= Activity =
Start your answer with the line containing "chair in the photo above." and end it with the last line of the records below, retyping every line between exactly and adding nothing.

_ _ _

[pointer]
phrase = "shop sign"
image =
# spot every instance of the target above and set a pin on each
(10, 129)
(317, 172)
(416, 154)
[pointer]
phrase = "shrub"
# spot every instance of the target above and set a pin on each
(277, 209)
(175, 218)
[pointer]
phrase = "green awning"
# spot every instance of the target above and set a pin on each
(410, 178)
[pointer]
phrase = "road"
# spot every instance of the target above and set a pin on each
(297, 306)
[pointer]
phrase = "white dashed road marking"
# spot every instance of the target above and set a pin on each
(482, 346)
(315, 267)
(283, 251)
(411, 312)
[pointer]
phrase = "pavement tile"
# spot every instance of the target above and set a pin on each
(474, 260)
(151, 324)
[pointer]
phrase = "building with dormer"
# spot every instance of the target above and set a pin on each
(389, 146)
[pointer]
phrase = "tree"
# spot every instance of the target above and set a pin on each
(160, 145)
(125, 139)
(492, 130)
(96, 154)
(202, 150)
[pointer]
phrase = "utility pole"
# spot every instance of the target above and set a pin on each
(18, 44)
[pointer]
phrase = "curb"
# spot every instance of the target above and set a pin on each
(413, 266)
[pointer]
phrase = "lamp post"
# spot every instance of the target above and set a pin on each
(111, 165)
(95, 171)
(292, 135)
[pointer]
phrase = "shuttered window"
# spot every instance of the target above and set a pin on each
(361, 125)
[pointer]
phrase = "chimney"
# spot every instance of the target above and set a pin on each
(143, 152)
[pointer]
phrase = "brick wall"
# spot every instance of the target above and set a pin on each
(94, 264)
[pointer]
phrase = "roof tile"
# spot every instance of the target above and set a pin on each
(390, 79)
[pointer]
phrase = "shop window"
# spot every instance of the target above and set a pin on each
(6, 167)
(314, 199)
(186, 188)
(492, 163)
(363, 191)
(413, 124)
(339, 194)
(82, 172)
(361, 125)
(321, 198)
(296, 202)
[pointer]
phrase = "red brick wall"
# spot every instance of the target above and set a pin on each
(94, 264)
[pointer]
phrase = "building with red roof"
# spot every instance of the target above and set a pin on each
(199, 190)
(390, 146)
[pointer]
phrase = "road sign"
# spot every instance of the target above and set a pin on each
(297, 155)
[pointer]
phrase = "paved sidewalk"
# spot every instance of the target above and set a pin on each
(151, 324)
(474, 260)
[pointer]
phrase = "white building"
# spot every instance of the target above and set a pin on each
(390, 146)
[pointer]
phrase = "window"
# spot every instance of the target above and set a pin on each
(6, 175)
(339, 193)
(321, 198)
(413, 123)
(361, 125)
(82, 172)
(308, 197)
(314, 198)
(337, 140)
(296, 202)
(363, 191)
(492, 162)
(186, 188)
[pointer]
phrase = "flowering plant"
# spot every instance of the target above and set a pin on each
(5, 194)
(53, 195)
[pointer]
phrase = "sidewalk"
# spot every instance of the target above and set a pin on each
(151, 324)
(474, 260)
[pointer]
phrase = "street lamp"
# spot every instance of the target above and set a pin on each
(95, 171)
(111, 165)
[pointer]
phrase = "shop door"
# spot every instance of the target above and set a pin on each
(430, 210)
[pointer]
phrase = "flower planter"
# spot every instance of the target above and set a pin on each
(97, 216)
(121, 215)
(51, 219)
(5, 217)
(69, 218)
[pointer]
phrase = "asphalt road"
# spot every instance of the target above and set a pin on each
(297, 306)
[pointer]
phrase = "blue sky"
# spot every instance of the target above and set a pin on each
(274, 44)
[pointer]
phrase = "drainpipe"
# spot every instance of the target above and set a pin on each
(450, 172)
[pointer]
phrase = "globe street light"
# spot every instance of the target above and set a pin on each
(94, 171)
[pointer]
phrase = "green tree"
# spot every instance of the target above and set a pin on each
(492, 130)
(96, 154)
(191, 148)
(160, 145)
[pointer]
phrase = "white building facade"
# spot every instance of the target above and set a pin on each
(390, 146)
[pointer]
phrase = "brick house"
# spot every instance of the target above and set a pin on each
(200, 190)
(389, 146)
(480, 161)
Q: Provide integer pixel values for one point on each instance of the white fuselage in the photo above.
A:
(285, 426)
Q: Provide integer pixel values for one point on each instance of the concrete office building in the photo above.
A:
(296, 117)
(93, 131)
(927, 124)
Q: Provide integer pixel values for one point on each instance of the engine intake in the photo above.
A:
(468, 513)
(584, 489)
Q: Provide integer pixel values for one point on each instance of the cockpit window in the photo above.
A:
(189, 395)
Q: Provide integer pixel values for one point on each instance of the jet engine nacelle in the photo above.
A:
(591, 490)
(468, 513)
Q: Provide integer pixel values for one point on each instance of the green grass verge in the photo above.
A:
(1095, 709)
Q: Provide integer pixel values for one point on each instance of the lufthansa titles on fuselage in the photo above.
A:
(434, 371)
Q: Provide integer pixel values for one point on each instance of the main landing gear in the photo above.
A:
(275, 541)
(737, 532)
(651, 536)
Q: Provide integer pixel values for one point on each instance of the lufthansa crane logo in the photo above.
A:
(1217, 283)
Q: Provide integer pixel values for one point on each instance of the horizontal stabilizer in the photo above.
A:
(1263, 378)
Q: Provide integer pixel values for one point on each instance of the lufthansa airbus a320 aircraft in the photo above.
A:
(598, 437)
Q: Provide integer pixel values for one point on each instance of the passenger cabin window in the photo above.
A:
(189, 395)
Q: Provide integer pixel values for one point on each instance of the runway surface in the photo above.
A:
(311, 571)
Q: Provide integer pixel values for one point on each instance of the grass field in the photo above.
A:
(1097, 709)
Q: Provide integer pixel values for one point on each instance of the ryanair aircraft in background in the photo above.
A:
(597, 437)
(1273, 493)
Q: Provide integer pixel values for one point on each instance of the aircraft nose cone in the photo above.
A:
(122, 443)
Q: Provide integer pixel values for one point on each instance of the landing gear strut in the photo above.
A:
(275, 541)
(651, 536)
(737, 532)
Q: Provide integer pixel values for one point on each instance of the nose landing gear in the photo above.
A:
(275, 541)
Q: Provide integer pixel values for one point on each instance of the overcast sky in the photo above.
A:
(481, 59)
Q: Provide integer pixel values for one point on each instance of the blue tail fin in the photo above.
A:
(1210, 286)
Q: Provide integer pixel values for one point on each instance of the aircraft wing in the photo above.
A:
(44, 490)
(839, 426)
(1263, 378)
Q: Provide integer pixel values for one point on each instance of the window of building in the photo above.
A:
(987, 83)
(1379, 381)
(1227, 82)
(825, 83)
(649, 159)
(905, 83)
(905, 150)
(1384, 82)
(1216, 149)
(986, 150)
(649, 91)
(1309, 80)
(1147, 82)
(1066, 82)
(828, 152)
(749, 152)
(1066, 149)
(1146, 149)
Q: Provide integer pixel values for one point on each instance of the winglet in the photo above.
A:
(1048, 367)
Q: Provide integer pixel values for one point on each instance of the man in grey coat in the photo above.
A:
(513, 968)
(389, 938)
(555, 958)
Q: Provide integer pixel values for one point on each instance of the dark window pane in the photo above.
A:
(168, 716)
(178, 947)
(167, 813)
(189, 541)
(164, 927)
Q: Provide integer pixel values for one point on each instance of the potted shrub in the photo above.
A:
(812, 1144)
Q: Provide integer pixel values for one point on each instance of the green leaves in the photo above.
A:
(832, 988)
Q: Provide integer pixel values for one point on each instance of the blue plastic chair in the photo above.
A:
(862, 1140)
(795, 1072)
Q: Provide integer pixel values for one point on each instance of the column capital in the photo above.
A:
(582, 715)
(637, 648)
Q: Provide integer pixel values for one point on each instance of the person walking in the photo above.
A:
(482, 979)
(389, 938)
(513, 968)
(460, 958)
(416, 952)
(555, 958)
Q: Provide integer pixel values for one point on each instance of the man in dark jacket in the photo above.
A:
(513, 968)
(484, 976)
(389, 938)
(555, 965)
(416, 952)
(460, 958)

_ _ _

= Task output =
Q: Provide integer pixel values for one point on each instance of the blue plastic chair in the photo above.
A:
(862, 1140)
(795, 1072)
Q: Provide integer pixel values for one point on each instance of the column capital in the photo above.
A:
(582, 715)
(637, 648)
Q: Provide integer pixel values for one point on each instance of the person walking in the photo above.
A:
(482, 979)
(389, 938)
(513, 968)
(460, 958)
(416, 952)
(555, 958)
Q: Provide integer pixel values for one point on each instance of the man in dark jacket in the photo above.
A:
(513, 968)
(484, 976)
(389, 938)
(555, 965)
(416, 952)
(460, 958)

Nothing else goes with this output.